INSTRUCTIONS FOR THE TASK →
Give every line of the rows below as a JSON list of strings, one string per line, leaving out blank lines and the pictures.

(Coordinate labeling data)
--------------------

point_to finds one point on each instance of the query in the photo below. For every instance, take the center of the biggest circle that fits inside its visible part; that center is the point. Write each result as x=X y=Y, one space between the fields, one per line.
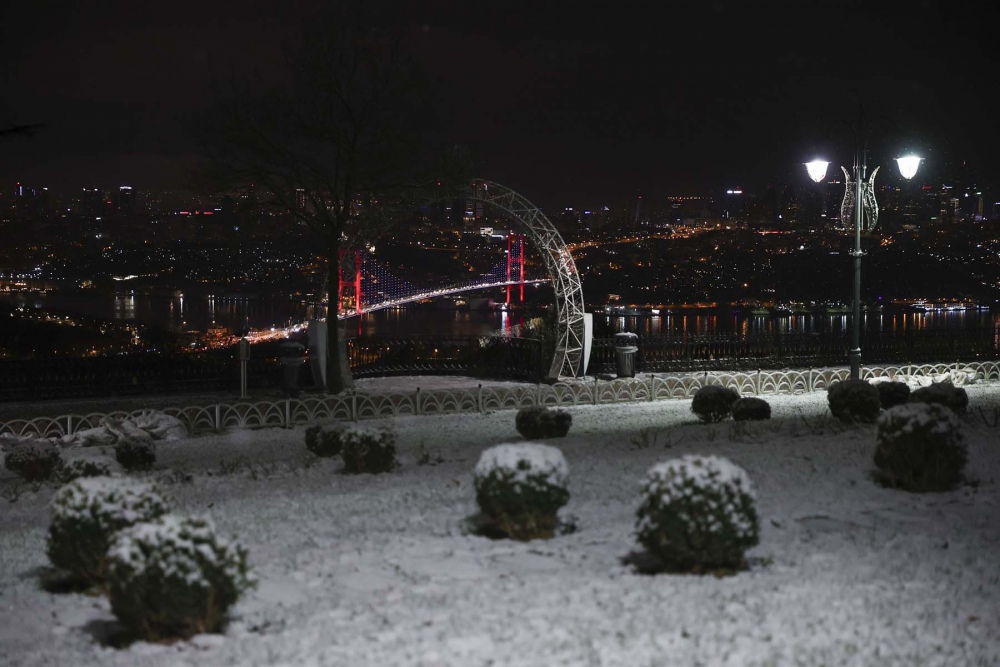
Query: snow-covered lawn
x=379 y=570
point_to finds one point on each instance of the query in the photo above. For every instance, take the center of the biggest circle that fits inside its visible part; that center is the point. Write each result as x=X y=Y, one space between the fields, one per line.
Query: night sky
x=568 y=107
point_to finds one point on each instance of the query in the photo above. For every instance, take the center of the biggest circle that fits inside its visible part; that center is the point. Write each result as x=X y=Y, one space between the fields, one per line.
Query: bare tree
x=346 y=129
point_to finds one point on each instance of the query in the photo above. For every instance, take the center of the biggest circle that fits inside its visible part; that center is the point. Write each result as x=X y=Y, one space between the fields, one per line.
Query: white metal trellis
x=559 y=264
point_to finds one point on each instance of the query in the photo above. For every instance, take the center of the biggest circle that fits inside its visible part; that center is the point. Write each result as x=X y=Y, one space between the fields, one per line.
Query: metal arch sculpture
x=559 y=264
x=869 y=205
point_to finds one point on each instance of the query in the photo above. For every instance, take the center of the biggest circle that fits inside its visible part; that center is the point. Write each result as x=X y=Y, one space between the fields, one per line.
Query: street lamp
x=864 y=197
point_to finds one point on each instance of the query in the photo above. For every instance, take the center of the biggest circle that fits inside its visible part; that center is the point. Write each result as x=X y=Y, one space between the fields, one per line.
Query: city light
x=817 y=169
x=908 y=166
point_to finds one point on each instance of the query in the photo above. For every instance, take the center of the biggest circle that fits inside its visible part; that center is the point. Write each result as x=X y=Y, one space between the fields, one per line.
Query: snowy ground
x=378 y=570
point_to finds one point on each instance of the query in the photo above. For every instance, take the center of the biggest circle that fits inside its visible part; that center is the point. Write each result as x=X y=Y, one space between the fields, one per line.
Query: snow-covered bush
x=751 y=409
x=78 y=468
x=86 y=515
x=174 y=578
x=714 y=403
x=891 y=394
x=536 y=423
x=943 y=393
x=159 y=425
x=324 y=439
x=698 y=514
x=521 y=487
x=33 y=460
x=854 y=401
x=135 y=454
x=921 y=447
x=367 y=449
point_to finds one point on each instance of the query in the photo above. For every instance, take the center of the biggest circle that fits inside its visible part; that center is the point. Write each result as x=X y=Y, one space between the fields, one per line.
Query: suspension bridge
x=374 y=287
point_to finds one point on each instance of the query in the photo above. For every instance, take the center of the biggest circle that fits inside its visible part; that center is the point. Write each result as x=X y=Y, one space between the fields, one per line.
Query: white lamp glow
x=908 y=166
x=817 y=169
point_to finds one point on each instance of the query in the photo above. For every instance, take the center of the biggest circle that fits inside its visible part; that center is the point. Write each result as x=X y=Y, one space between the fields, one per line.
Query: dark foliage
x=714 y=403
x=751 y=409
x=537 y=423
x=34 y=461
x=921 y=447
x=854 y=401
x=324 y=439
x=135 y=455
x=891 y=394
x=368 y=450
x=943 y=393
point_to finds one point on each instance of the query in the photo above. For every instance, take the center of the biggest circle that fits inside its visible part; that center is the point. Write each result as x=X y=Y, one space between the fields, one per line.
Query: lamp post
x=864 y=197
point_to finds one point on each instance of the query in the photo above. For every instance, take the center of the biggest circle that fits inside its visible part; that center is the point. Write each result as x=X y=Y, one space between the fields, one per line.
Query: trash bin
x=625 y=351
x=291 y=356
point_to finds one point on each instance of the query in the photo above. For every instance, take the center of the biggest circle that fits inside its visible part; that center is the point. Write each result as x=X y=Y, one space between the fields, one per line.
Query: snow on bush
x=86 y=515
x=921 y=447
x=84 y=467
x=943 y=393
x=159 y=425
x=536 y=423
x=891 y=394
x=854 y=401
x=33 y=460
x=149 y=425
x=751 y=409
x=521 y=487
x=367 y=449
x=698 y=514
x=324 y=439
x=714 y=403
x=175 y=578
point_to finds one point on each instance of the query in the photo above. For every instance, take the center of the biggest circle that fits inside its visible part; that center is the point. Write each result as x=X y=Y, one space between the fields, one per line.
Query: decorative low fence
x=734 y=352
x=501 y=358
x=362 y=405
x=219 y=370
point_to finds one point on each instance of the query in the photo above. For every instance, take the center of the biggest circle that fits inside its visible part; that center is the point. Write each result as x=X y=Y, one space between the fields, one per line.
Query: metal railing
x=501 y=358
x=356 y=405
x=219 y=370
x=489 y=357
x=682 y=353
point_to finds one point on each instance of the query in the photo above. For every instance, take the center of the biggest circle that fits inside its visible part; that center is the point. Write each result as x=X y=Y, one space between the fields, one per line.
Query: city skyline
x=559 y=106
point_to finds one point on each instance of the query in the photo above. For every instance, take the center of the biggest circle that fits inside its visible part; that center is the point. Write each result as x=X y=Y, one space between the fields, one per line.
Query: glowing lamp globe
x=908 y=166
x=817 y=169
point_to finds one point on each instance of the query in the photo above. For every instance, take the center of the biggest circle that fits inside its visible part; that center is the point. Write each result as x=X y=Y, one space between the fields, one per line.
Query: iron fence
x=139 y=374
x=733 y=352
x=501 y=358
x=129 y=375
x=356 y=405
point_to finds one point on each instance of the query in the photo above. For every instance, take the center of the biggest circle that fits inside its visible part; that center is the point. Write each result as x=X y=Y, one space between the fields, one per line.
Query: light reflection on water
x=202 y=312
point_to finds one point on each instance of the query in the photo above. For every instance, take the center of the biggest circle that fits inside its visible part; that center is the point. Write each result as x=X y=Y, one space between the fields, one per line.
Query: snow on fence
x=356 y=405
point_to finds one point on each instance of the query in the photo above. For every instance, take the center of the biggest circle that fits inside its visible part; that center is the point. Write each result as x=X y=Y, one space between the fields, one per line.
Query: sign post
x=244 y=357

--------------------

EXERCISE SOLUTION →
[
  "point_to finds one point on each instance of the query in the photo below. For every instance, take the center of the biggest circle that fits inside its visible part; that center is the point. Write each result as x=X y=Y, one space between the fields, one per line.",
  "Query: snow-covered lawn",
  "x=379 y=570",
  "point_to finds one point on each instance of the query in the photo above. For every instance, take the center of the biggest circle that fits inside its visible part; that center is the point. Write each result as x=X y=Y, one space between the fields, one per line.",
  "Query: night sky",
  "x=568 y=107",
  "point_to finds one point on each instance of the query in the photo above. For every instance, take the center of the biggest circle that fits inside its visible part; that center is the point. Write each result as x=X y=Y, one space between the fields, one per line.",
  "Query: bare tree",
  "x=346 y=129",
  "point_to finds one point on each instance of the query in the photo above. For every instance, take the center of the biggest circle that fits inside its visible part; that center is the point. Write each result as x=X y=Y, one space between the fields, one per line.",
  "Query: white metal trellis",
  "x=559 y=264",
  "point_to finds one point on each instance of the query in the photo above. For every instance, take the center of the biggest circle that fits inside its visible part; that center is the point. Write each result as x=X y=Y, one space between the fields, one per line.",
  "Query: metal arch sculpture",
  "x=559 y=264",
  "x=869 y=205",
  "point_to finds one point on each instance of the query in the photo above. For every instance, take the center of the biggest circle that fits inside its visible part; that center is the point. Write each result as x=X y=Y, one space between the fields, one per line.",
  "Query: street lamp",
  "x=864 y=197",
  "point_to finds one point on each instance of the query in the photo above. For every instance, take the center of the biggest circle that fits inside its visible part; that center is the point. Write each result as x=X y=Y, one space between the fields, one per line.",
  "Query: city light",
  "x=817 y=169",
  "x=908 y=166",
  "point_to finds one point on each instance of the query in the photo above. For every instance, take the center of the biggest circle that fits inside its visible part; that center is the point. Write each result as x=X y=Y, one space between the fields, one per line.",
  "Query: snowy ground",
  "x=378 y=570",
  "point_to finds one point on each instance of the query in the photo above. For every instance, take the center of the biggest circle that fits inside its visible part; that center is the point. Write each result as x=X y=Y, one space between the fields, one per line.",
  "Query: snow-covered bush",
  "x=751 y=409",
  "x=78 y=468",
  "x=86 y=515",
  "x=174 y=578",
  "x=714 y=403",
  "x=891 y=394",
  "x=536 y=423",
  "x=943 y=393",
  "x=159 y=425",
  "x=324 y=439",
  "x=698 y=514",
  "x=521 y=487",
  "x=33 y=460",
  "x=854 y=401",
  "x=135 y=454",
  "x=921 y=447",
  "x=367 y=449",
  "point_to finds one point on each instance of the query in the photo above. For every instance, take the center of the biggest circle that fits inside its visible part; that center is the point. Write each result as x=X y=Y, one space between the fields, one per line.",
  "Query: suspension bridge",
  "x=374 y=287",
  "point_to finds one point on each instance of the query in the photo above. For every instance, take the center of the biggest circle that fits inside its visible part; that center is the point. Write each result as x=X y=Y, one space between the fields, one per line.",
  "Query: white lamp glow",
  "x=908 y=166",
  "x=817 y=169",
  "point_to finds one point on each instance of the query in the photo above. For every instance, take the center of the biggest circle that fits inside its visible part; that center is the point. Write each result as x=X y=Y, one space between the fields, one per line.",
  "Query: dark foliage",
  "x=714 y=403",
  "x=751 y=409",
  "x=537 y=423",
  "x=34 y=461",
  "x=921 y=447",
  "x=854 y=401",
  "x=324 y=439",
  "x=135 y=455",
  "x=891 y=394",
  "x=368 y=450",
  "x=943 y=393",
  "point_to finds one point on each instance of the query in the photo above. For every instance, take the center of the biggest circle that fits inside its visible part; that center is the point. Write each result as x=X y=Y, one space between the fields, one per line.",
  "Query: lamp post",
  "x=864 y=197",
  "point_to finds one point on each instance of the query in the photo above. For every instance, take the center of the biggest circle that fits inside its visible part; that center is the point. Write each result as x=X y=Y, one space between the fields, one per line.",
  "Query: trash bin",
  "x=625 y=351",
  "x=291 y=356",
  "point_to finds one point on each instance of the query in the photo above. For every instance, take the center of the biggest circle that fits inside its visible part; that center is the point. Write each result as x=X y=Y, one space between the fields, one per line.",
  "Query: snow on bush",
  "x=86 y=515",
  "x=921 y=447",
  "x=84 y=467",
  "x=943 y=393",
  "x=159 y=425",
  "x=536 y=423",
  "x=891 y=394",
  "x=854 y=401",
  "x=33 y=460",
  "x=149 y=425",
  "x=751 y=409",
  "x=521 y=487",
  "x=367 y=449",
  "x=698 y=514",
  "x=324 y=439",
  "x=714 y=403",
  "x=175 y=578",
  "point_to finds one point on each instance of the query in the photo above. For every instance, take the center of the biggest circle that fits inside its visible part; that center is the point. Write each result as x=X y=Y, one space between the fields, one per line.",
  "Query: decorative low fence",
  "x=734 y=352",
  "x=501 y=358",
  "x=362 y=405",
  "x=219 y=370",
  "point_to finds one point on each instance of the query in the photo above. For every instance, take the center of the biggest circle that fits inside its visible part; that center is the point. Write each result as x=X y=Y, one space between the fields, one per line.",
  "Query: metal railing",
  "x=501 y=358",
  "x=356 y=405",
  "x=219 y=370",
  "x=489 y=357",
  "x=682 y=353",
  "point_to finds one point on each instance of the query in the photo above. For every instance, take the center of the biggest circle that fits inside its visible part; that center is the point. Write each result as x=X y=Y, one space between the fields, one per line.",
  "Query: city skyline",
  "x=559 y=106",
  "point_to finds one point on each instance of the query in the photo above. For every instance, take the center of the biggest circle that fits inside its visible part; that center is the point. Write each result as x=X y=Y, one space between the fields, one per line.",
  "Query: glowing lamp globe",
  "x=908 y=166",
  "x=817 y=169",
  "point_to finds one point on each instance of the query in the photo above. For every instance, take the center of the biggest circle that fits inside its visible part; that center is the point. Write each result as x=X y=Y, one space between the fields, one per line.",
  "Query: iron fence",
  "x=139 y=374",
  "x=733 y=352",
  "x=501 y=358",
  "x=129 y=375",
  "x=356 y=405",
  "point_to finds one point on each instance of the query in the photo above. For every instance, take the center of the biggest circle that fits inside its visible part; that center is the point. Write each result as x=X y=Y, one space between the fields, one per line.",
  "Query: light reflection on water",
  "x=202 y=312",
  "point_to finds one point on each instance of the query in the photo above. For every instance, take the center of the biggest circle that fits inside its visible part; that center is the point. Write each result as x=X y=Y, one space between the fields, one per line.",
  "Query: snow on fence",
  "x=356 y=405",
  "point_to finds one point on each instance of the query in the photo above. For every instance, take the center of the biggest circle that fits inside its visible part; that center is the point. Write each result as x=X y=Y, one space between the fields, one per line.",
  "Query: sign post",
  "x=244 y=357"
]